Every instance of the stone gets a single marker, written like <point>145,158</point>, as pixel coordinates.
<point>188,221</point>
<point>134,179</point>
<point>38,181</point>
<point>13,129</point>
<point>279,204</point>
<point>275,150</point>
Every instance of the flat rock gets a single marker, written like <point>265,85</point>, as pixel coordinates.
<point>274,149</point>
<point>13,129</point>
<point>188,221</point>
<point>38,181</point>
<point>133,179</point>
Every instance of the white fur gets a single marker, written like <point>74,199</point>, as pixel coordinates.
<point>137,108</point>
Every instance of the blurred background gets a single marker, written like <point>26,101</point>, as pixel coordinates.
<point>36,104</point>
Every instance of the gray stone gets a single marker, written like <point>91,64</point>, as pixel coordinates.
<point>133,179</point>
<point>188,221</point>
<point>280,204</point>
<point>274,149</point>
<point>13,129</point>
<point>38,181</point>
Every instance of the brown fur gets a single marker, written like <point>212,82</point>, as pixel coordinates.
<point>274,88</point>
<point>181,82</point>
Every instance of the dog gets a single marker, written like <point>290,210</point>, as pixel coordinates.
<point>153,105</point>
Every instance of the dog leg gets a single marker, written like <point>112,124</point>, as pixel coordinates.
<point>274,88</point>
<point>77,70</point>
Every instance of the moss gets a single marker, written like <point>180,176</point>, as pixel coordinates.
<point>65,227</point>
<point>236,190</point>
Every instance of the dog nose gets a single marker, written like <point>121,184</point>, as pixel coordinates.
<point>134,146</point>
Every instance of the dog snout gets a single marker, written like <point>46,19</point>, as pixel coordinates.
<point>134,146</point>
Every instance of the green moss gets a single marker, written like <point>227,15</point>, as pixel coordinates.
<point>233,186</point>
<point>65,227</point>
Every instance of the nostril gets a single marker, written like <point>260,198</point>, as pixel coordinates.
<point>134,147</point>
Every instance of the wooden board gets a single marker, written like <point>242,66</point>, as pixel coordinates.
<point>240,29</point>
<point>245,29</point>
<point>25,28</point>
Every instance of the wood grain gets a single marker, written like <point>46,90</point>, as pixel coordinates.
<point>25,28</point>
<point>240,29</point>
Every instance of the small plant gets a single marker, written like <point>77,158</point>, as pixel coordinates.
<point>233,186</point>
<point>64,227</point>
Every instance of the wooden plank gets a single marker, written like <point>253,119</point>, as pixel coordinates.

-------------------------

Exercise: Exactly reproduce the lines from the one containing "Every instance of the wooden board" through the end of the records, and only those lines.

Reply:
Every instance of the wooden board gets a single marker, written like <point>242,66</point>, as pixel coordinates.
<point>240,29</point>
<point>245,29</point>
<point>25,28</point>
Every instance of the wood grain gets a single marker, written like <point>46,90</point>, as pixel coordinates.
<point>25,28</point>
<point>240,29</point>
Every instance of the small plant gets a single marker, written like <point>77,158</point>, as pixel coordinates.
<point>233,186</point>
<point>64,227</point>
Every instance of the wooden plank gets a single marker, written like <point>253,119</point>, as pixel coordinates.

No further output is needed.